---------- Source data ----------

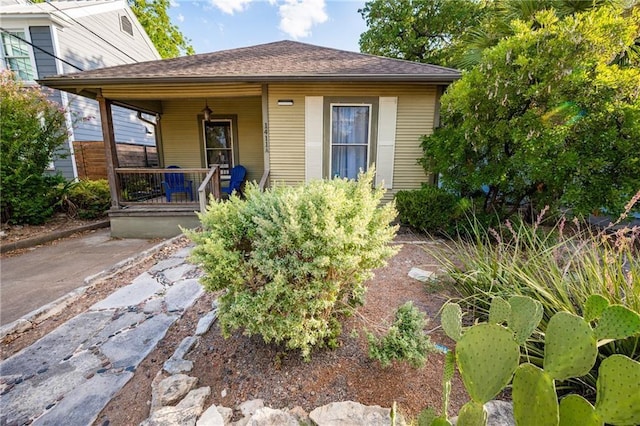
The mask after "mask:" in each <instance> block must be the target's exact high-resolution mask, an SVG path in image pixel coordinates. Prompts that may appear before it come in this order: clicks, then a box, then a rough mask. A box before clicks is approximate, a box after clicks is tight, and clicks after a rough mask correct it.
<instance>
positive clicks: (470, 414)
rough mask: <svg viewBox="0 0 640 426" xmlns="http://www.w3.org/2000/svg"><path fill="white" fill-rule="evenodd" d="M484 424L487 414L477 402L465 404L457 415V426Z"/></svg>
mask: <svg viewBox="0 0 640 426" xmlns="http://www.w3.org/2000/svg"><path fill="white" fill-rule="evenodd" d="M486 424H487V412H486V411H485V409H484V406H483V405H482V404H480V403H479V402H474V401H469V402H467V403H466V404H464V405H463V406H462V408H461V409H460V413H458V423H456V425H457V426H485V425H486Z"/></svg>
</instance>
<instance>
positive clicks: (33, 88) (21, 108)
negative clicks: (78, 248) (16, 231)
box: [0, 71, 68, 224]
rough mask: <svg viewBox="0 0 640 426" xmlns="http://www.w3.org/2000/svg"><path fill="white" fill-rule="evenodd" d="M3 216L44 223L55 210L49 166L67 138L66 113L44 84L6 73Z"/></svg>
mask: <svg viewBox="0 0 640 426" xmlns="http://www.w3.org/2000/svg"><path fill="white" fill-rule="evenodd" d="M0 111H1V113H0V188H2V191H1V192H0V215H1V217H2V221H3V222H6V221H8V222H10V223H31V224H40V223H42V222H44V221H45V220H46V219H47V218H48V217H49V216H51V214H52V213H53V208H52V203H51V200H50V198H49V192H50V188H51V184H52V180H51V179H49V177H48V176H45V174H44V173H45V170H46V169H47V167H48V166H49V163H50V162H51V161H53V159H54V157H55V156H56V153H57V152H58V149H59V148H61V147H62V145H63V144H64V143H65V141H66V140H67V136H68V135H67V126H66V120H65V116H64V114H65V112H64V110H62V109H60V107H59V106H58V105H57V104H55V103H53V102H51V101H50V100H48V99H47V97H46V95H45V93H43V91H42V90H41V89H40V88H39V87H28V86H27V87H25V86H23V84H22V83H21V82H20V81H18V80H16V78H15V77H14V75H13V74H12V73H10V72H7V71H2V72H0Z"/></svg>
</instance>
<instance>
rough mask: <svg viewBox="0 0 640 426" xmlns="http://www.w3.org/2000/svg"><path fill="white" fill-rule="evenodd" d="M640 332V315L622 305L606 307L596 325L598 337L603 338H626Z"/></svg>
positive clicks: (597, 336) (601, 339)
mask: <svg viewBox="0 0 640 426" xmlns="http://www.w3.org/2000/svg"><path fill="white" fill-rule="evenodd" d="M638 333H640V315H638V314H637V313H636V312H634V311H632V310H630V309H627V308H625V307H624V306H622V305H611V306H609V307H608V308H606V309H605V310H604V311H603V312H602V315H601V316H600V319H599V320H598V326H597V327H596V337H597V338H598V340H602V339H625V338H627V337H629V336H633V335H634V334H638Z"/></svg>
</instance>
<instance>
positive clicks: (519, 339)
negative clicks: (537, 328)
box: [507, 296, 543, 345]
mask: <svg viewBox="0 0 640 426" xmlns="http://www.w3.org/2000/svg"><path fill="white" fill-rule="evenodd" d="M509 305H510V306H511V313H510V315H509V319H508V320H507V323H508V325H509V328H510V329H511V330H512V331H513V333H514V334H515V339H516V342H518V344H520V345H524V343H525V342H526V341H527V339H528V338H529V336H531V333H533V331H534V330H535V329H536V327H537V326H538V324H539V323H540V320H541V319H542V314H543V309H542V304H541V303H540V302H538V301H537V300H533V299H532V298H530V297H526V296H513V297H510V298H509Z"/></svg>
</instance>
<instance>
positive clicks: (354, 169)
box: [329, 104, 372, 179]
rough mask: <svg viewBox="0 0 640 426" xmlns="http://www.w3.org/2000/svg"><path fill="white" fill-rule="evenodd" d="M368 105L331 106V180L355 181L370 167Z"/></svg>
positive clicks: (370, 121)
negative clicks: (359, 176)
mask: <svg viewBox="0 0 640 426" xmlns="http://www.w3.org/2000/svg"><path fill="white" fill-rule="evenodd" d="M371 108H372V106H371V105H362V104H359V105H349V104H331V134H330V149H331V152H330V155H329V158H330V161H331V165H330V170H331V177H336V176H337V177H342V178H348V179H355V178H357V177H358V173H359V171H360V170H363V171H366V170H367V166H368V164H369V153H370V143H371Z"/></svg>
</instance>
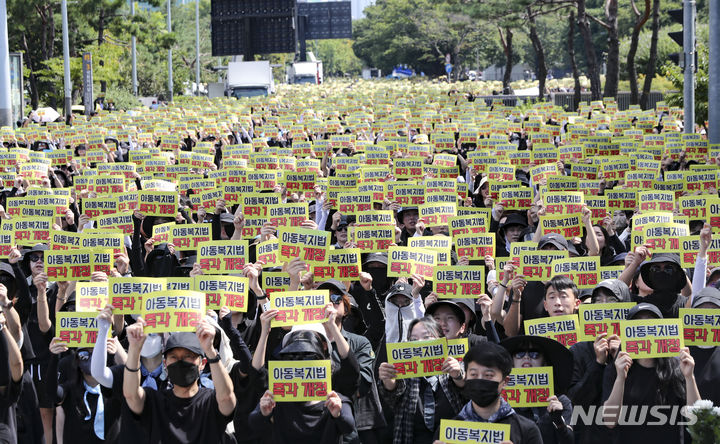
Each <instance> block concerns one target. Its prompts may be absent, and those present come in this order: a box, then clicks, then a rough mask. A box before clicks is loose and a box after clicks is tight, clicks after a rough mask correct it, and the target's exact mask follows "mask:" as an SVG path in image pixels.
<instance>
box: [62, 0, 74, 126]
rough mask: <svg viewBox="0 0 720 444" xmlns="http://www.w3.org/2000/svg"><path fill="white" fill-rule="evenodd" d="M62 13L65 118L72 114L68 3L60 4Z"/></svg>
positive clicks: (63, 68)
mask: <svg viewBox="0 0 720 444" xmlns="http://www.w3.org/2000/svg"><path fill="white" fill-rule="evenodd" d="M60 12H61V14H62V21H63V24H62V29H63V74H64V76H65V82H64V87H65V118H66V119H67V118H68V117H70V114H72V83H71V82H70V40H69V36H68V30H67V1H66V0H62V1H61V3H60Z"/></svg>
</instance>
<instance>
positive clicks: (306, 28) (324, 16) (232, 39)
mask: <svg viewBox="0 0 720 444" xmlns="http://www.w3.org/2000/svg"><path fill="white" fill-rule="evenodd" d="M210 23H211V28H212V33H211V34H212V37H211V39H212V55H213V56H227V55H243V56H244V59H245V60H251V59H252V58H253V57H254V56H255V54H270V53H296V54H298V58H299V60H301V61H303V60H305V53H306V50H305V40H306V39H307V40H316V39H339V38H350V37H352V18H351V5H350V2H349V1H339V2H316V3H303V2H297V0H212V2H211V22H210ZM298 43H299V44H300V48H298Z"/></svg>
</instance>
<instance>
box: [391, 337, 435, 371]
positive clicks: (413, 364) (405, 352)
mask: <svg viewBox="0 0 720 444" xmlns="http://www.w3.org/2000/svg"><path fill="white" fill-rule="evenodd" d="M447 356H448V347H447V340H446V339H445V338H440V339H432V340H429V341H411V342H394V343H388V344H387V357H388V363H389V364H392V366H393V367H395V370H396V371H397V374H396V376H395V378H396V379H408V378H417V377H421V376H433V375H440V374H442V364H443V362H445V358H447Z"/></svg>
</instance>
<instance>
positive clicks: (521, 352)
mask: <svg viewBox="0 0 720 444" xmlns="http://www.w3.org/2000/svg"><path fill="white" fill-rule="evenodd" d="M526 355H527V357H528V358H530V359H537V358H539V357H540V352H539V351H536V350H524V351H519V352H515V355H513V356H514V357H515V358H516V359H522V358H524V357H525V356H526Z"/></svg>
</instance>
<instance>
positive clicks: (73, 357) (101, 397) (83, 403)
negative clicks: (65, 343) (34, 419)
mask: <svg viewBox="0 0 720 444" xmlns="http://www.w3.org/2000/svg"><path fill="white" fill-rule="evenodd" d="M67 351H68V346H67V344H65V343H63V342H62V341H61V340H60V338H57V337H55V338H53V339H52V341H51V342H50V352H51V353H52V357H51V359H50V363H49V365H48V369H47V372H46V373H45V375H44V378H45V379H46V381H47V383H46V389H47V390H48V397H49V398H50V399H53V400H54V401H55V404H56V405H59V406H61V407H62V408H63V412H64V413H65V419H64V422H63V442H68V443H70V442H87V443H101V442H116V440H117V437H118V434H119V433H120V423H119V418H120V406H121V402H120V399H118V397H117V396H115V397H113V392H112V390H110V389H107V388H105V387H102V386H101V385H100V384H99V383H98V382H97V381H96V380H95V378H93V377H92V375H91V372H90V362H91V361H90V358H91V354H92V350H91V349H85V348H82V349H79V350H77V351H76V352H71V353H69V354H67V355H66V356H64V357H63V358H62V359H60V358H59V356H58V355H59V354H60V353H65V352H67Z"/></svg>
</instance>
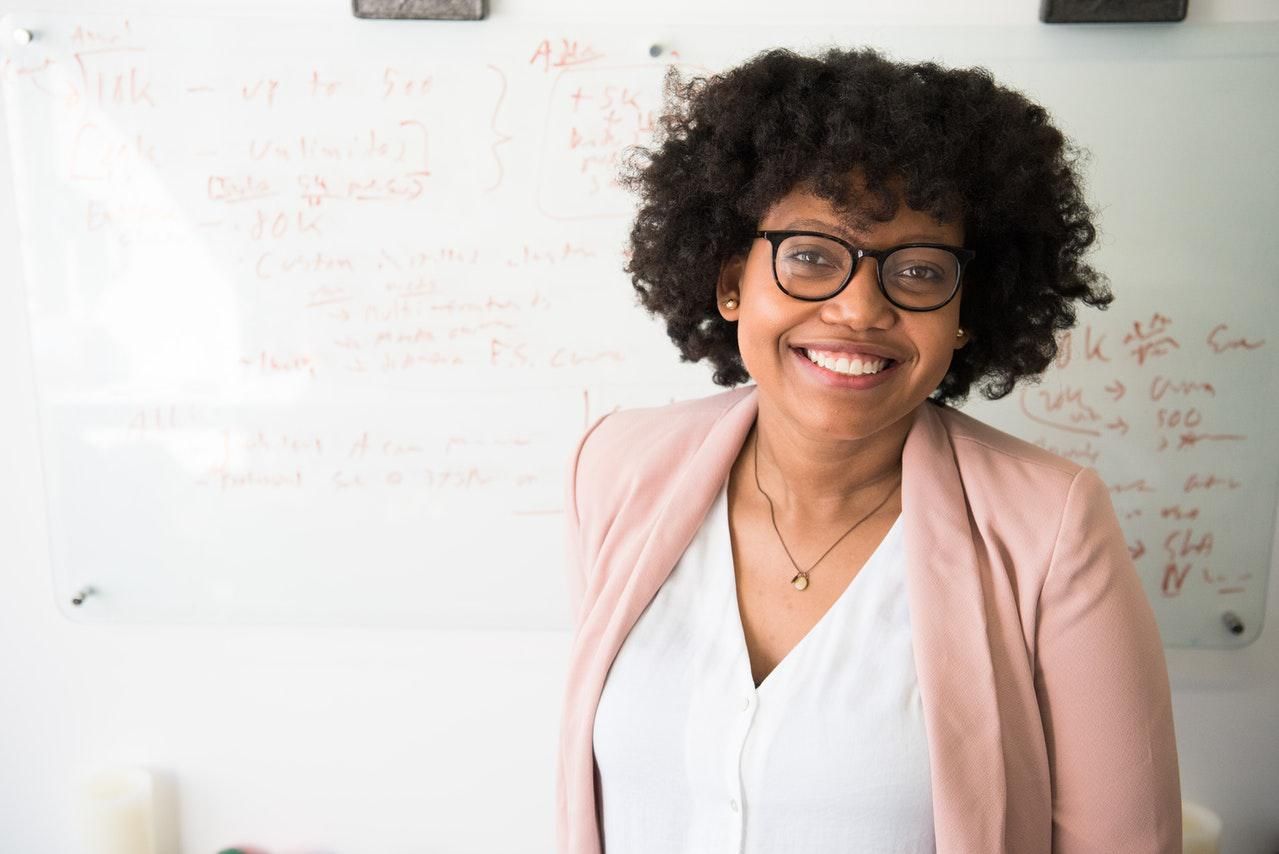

----------

— Assignment —
Exact lines only, please. Repeat everything from the top of the records through the line containing "positive clicks: (470, 414)", both ends in and pictures out.

— Output —
The mask after "mask:" in each <instance> block must be the target's exact high-resolution mask, an SVG path in image pixel coordinates. Prompts that may appear before it come in this order: clicks, then a box, then a rough mask. A box before clicks is approximate, a box after clicks is tight, and clicks after a rough mask correct it.
<instance>
positive clicks: (470, 414)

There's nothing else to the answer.